● YOUR OBJECTIVE: Would you please output the records exactly as they appear below?

══════

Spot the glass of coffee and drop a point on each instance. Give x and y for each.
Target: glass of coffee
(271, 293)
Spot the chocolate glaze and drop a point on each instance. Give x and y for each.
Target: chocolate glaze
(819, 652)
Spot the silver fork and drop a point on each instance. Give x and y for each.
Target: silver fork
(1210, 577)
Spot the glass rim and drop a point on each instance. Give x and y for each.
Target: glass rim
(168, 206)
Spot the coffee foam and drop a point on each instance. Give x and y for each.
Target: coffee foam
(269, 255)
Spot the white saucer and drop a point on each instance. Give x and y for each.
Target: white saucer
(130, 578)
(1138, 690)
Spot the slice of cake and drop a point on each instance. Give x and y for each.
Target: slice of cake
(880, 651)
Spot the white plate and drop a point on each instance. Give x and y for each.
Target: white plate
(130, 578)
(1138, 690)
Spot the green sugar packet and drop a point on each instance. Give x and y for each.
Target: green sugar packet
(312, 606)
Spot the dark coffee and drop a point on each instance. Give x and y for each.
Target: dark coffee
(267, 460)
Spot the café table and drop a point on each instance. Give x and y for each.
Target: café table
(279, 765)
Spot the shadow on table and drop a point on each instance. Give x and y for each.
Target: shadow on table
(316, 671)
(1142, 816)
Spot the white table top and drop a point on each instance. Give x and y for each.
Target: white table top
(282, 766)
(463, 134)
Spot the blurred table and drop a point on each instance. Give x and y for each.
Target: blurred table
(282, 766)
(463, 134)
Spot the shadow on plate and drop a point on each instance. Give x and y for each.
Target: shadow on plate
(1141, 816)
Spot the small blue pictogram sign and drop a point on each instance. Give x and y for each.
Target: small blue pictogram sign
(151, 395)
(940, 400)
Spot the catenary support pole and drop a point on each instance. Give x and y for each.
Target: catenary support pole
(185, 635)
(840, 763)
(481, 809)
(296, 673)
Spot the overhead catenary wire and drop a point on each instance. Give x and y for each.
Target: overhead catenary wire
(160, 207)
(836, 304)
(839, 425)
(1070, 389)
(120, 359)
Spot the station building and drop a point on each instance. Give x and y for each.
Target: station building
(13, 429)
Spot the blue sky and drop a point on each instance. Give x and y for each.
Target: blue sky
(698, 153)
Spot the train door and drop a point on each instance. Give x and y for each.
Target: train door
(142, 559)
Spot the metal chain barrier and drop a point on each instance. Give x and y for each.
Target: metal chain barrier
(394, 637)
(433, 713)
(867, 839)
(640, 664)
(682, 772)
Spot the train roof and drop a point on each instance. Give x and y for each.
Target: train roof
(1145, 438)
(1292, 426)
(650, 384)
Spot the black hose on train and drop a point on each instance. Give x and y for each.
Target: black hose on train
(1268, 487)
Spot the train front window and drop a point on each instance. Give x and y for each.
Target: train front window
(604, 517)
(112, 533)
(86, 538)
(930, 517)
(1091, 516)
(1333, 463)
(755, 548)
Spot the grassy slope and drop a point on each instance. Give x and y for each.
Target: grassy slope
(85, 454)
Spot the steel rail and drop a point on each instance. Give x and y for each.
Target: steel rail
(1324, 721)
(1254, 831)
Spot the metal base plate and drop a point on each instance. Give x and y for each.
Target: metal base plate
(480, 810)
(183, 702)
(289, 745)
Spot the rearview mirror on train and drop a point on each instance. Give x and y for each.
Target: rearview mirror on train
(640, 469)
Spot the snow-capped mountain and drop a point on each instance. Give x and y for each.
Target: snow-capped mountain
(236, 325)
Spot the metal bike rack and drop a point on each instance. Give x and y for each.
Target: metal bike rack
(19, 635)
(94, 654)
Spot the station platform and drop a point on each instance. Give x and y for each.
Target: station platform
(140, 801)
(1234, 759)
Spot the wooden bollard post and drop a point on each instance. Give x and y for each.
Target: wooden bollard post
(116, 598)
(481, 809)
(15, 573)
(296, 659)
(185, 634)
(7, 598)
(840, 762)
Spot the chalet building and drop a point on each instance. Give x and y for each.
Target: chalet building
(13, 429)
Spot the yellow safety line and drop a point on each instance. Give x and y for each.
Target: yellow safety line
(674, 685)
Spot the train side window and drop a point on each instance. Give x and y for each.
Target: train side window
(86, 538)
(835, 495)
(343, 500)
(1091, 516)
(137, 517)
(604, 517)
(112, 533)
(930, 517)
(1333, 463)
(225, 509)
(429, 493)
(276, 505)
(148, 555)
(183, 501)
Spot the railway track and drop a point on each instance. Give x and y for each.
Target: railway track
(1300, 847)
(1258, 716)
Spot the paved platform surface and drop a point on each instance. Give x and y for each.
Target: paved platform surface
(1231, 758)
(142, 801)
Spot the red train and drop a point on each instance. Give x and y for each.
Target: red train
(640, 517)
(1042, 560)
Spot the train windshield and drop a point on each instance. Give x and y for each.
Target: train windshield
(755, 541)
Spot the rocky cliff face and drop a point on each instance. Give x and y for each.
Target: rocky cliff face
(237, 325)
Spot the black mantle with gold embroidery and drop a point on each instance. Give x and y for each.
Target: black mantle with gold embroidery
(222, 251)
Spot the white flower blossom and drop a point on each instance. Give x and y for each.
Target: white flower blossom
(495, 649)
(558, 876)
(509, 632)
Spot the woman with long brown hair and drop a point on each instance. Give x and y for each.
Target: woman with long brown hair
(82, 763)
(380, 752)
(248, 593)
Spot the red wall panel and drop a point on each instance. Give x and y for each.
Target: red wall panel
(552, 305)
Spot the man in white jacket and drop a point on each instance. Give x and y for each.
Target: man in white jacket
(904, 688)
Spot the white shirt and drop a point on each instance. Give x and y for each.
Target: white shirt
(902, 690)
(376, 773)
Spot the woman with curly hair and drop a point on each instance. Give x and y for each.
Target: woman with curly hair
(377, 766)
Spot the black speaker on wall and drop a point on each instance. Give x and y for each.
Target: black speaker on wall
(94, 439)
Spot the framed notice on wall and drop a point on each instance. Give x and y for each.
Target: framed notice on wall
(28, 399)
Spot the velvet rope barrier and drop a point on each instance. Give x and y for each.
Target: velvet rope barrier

══════

● REPLY:
Spot the glass of coffee and drop a point on each instance. Give x and y for each.
Target: glass of coffee
(271, 293)
Spot the chocolate glaze and drop a point on each instance. Give x and y for each.
Target: chocolate glaze
(819, 652)
Spot the silver fork and drop a point on each instance. Give x and y for each.
Target: silver fork
(1210, 577)
Spot the glass rim and drop a point on each instance. Give x and y for each.
Target: glass rim
(168, 206)
Spot the coffee foam and drop a point on each instance. Give x and y for each.
Target: coffee foam
(269, 255)
Spot the white saucer and drop a point on each instance. Give x and y for each.
Target: white saucer
(130, 578)
(1138, 690)
Spot the slice of cake and drop a point on each instance. Give x and y for each.
Target: slice of cake
(880, 651)
Spot the white plate and drop a point on each instance. Give x and y for each.
Target: white plate
(130, 578)
(1138, 690)
Spot the green sugar packet and drop a point on each instance. Give x and y for each.
Target: green sugar packet
(312, 606)
Spot the dark coffee and drop a point on each instance. Give x and y for each.
Target: dark coffee
(267, 460)
Spot the café table and drop a point on each instance. Give x and y for each.
Target: café table
(279, 765)
Spot the shadow on table and drop a point on each instance. Give x and y for each.
Target: shadow on table
(316, 671)
(1142, 816)
Spot the white table top and drop a point on each instance. Give x and y for each.
Target: white table top
(282, 766)
(463, 134)
Spot the blurred table and drop a point on each instance. Give x and y for each.
Target: blurred table
(282, 766)
(463, 134)
Spot the shadow on plate and drop a point on each instance. Give x and y for each.
Target: shadow on plate
(1141, 816)
Spot the small blue pictogram sign and drop a point on each instance. Give x and y for each.
Target: small blue pictogram sign
(151, 395)
(940, 400)
Spot the catenary support pole and drop a point on each instance. Give x and y for each.
Target: catenary support pole
(185, 635)
(840, 763)
(481, 809)
(296, 673)
Spot the overhead catenary wire and drop a point on each instance. Give x and y for each.
Target: overhead catenary wire
(160, 207)
(836, 304)
(839, 425)
(1070, 389)
(120, 359)
Spot the station building and drop a point on each instance. Give x and y for each.
Target: station building
(13, 429)
Spot the blue sky and drop a point on each instance. Give x and y for each.
Target: blue sky
(698, 153)
Spot the train door and drop a point on each instance. Give x and y for each.
Target: train door
(142, 559)
Spot the metal chain barrier and drop a point on each instance. Give x and y for each.
Target: metal chain barrier
(394, 637)
(433, 713)
(867, 839)
(640, 664)
(682, 772)
Spot the train roof and drop a point on each instance. Give x and y for each.
Target: train roof
(1145, 438)
(1292, 426)
(650, 384)
Spot the black hose on train and drop a point on each instance. Give x and y for each.
Target: black hose on train
(1268, 487)
Spot the train front window and drop a point on each instance. Give x and y for each.
Target: train front window
(604, 517)
(112, 533)
(86, 538)
(930, 517)
(1091, 516)
(1333, 463)
(755, 548)
Spot the grassy slope and drop a point on each instance. Give x and y for each.
Target: grassy slope
(85, 454)
Spot the steel rail and drop a point on each instance. Give x and y for each.
Target: steel rail
(1324, 721)
(1254, 831)
Spot the metal base plate and drop a point on each instance. Give x and y for each.
Target: metal base plate
(480, 810)
(183, 702)
(289, 745)
Spot the rearview mirror on train and drop a point on each instance. Give x and y for each.
Target: rearview mirror on train
(640, 469)
Spot the snow-capped mountain and drop a point on each instance. Give x and y for each.
Target: snow-capped mountain
(236, 325)
Spot the metal bike rack and drop a point on each instance. Give x and y for each.
Target: metal bike rack
(19, 635)
(94, 654)
Spot the station platform and drop a point on each instance. Give x and y for each.
Target: station platform
(140, 801)
(1234, 759)
Spot the wooden bollard post and drop a point on each instance. Give x and y for each.
Target: wooden bollard post
(116, 598)
(481, 809)
(15, 573)
(296, 659)
(185, 634)
(7, 598)
(840, 762)
Spot the chalet building and drop a point on each instance. Give x and y for each.
Target: chalet building
(13, 429)
Spot the yellow safety line and drop a point on each instance. Give x and y for each.
Target: yellow safety line
(674, 685)
Spot the train side window and drop a point on each instance. Give x and y for each.
Target: train side window
(86, 538)
(835, 495)
(343, 500)
(1091, 516)
(137, 517)
(604, 517)
(112, 533)
(930, 517)
(1333, 463)
(225, 509)
(429, 493)
(276, 505)
(148, 555)
(183, 501)
Spot the railway track and drop a point on each instance. Give x and y for each.
Target: railway track
(1300, 847)
(1258, 716)
Spot the paved platform surface and drop a point on each instance. Give x and y for each.
Target: paved platform surface
(1231, 758)
(142, 801)
Spot the red train and drop a point on each instance. Give x and y for each.
Target: red train
(640, 517)
(1042, 560)
Spot the train windshield and drop a point on each instance. Give x and y for each.
Target: train windshield
(755, 541)
Spot the rocky cliff face and drop a point on each instance. Give x and y for each.
Target: rocky cliff face
(237, 325)
Spot the black mantle with gold embroidery and drop a point on each instance. Give x and y for each.
Target: black mantle with gold embroidery
(222, 251)
Spot the white flower blossom and drop a point on each instance. Give x and y for each.
Target: white flower blossom
(495, 649)
(558, 876)
(509, 632)
Spot the woman with long brown hair and drop a point on each instance. Give x and y for each.
Target: woman with long brown hair
(82, 763)
(380, 752)
(248, 593)
Spot the red wall panel and drop a point on each instance. Give x and y for each.
Target: red wall panel
(552, 305)
Spot the man in white jacket and drop a point on each instance. Give x and y for each.
Target: man in white jacket
(904, 688)
Spot the white shirt and drop a point on each instance. Give x and y for each.
Target: white shirt
(902, 690)
(376, 773)
Spot the woman with curly hair and drop a point on each instance. Give x and y for each.
Target: woman with curly hair
(377, 766)
Spot the black speaker on wall and drop a point on each instance. Give x and y for each.
Target: black speaker on wall
(94, 439)
Spot the framed notice on wall and drop a point on each instance. Give x and y for each.
Target: framed notice on wall
(28, 399)
Spot the velvet rope barrier and drop a point on each instance. Give x and y for each.
Target: velvet rope barrier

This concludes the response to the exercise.